● **EXERCISE INSTRUCTIONS**
1. According to the homework assignment, how many points are the basic points of the assignment worth?
2. From the homework assignment, extract the text starting at "# 1st Homework" and ending at "information about it.".
3. Render this sentence from the homework assignment in Spanish: "Originality will be taken into account in the evaluation."

● **PROVIDED PASSAGE**

# 1st Homework - data visualisation and web scraping (deadline October 18th)

  * In this homework you should download (*scrape*) data from the web, process it and visualise.
  * The objective is to download data from server https://www.psp.cz/en/sqw/hlasovani.sqw?o=8 regarding voting in the Chamber of Deputies of the Parliament of the Czech Republic, save it in a tabular form and create visualisations, which make exploration of the data easier and show interesting information about it.

> **Unfortunately, the web page is only in Czech. However, it should be possible to navigate it. Please contact your tutorial teacher in case of any questions.**

## Data

 * Download data from all votings of the current Chamber of Deputies (since 2017). Download details of voting of particular deputies.
 * Data should contain basic information about the voting - number of meeting, number of voting, point of the meeting and date.

## Instructions

> **Homework is assigned in a way that you have space for invention. Thinking of the _exact solution path_ is part of the assignment. Originality will be taken into account in the evaluation.**

**Basic points of the assignment (8 points)**:
  * Write Python script for downloading data. Download the data and save it in a suitable machine-readable format.

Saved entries
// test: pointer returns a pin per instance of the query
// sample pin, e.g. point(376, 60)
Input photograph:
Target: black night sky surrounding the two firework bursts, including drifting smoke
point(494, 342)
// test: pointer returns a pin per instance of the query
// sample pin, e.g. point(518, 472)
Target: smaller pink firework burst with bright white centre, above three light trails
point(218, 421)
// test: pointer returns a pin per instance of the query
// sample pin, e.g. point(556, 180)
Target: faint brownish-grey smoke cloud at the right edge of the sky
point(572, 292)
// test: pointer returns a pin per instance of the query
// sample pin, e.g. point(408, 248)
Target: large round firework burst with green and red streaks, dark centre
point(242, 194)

...

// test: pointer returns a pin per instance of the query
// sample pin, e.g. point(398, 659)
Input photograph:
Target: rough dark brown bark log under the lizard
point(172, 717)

...

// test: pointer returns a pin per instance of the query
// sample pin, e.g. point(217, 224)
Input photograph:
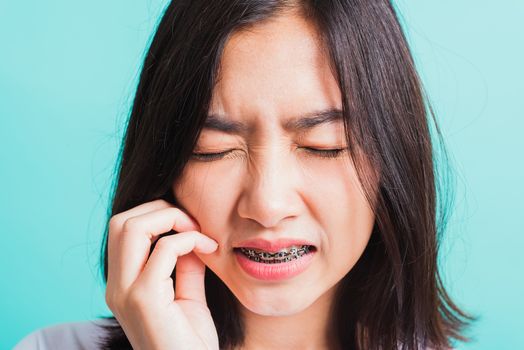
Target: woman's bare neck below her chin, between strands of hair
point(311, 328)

● **ANSWERS GIVEN**
1. 8 points

2.
# 1st Homework - data visualisation and web scraping (deadline October 18th)

  * In this homework you should download (*scrape*) data from the web, process it and visualise.
  * The objective is to download data from server https://www.psp.cz/en/sqw/hlasovani.sqw?o=8 regarding voting in the Chamber of Deputies of the Parliament of the Czech Republic, save it in a tabular form and create visualisations, which make exploration of the data easier and show interesting information about it.

3. La originalidad se tendrá en cuenta en la evaluación.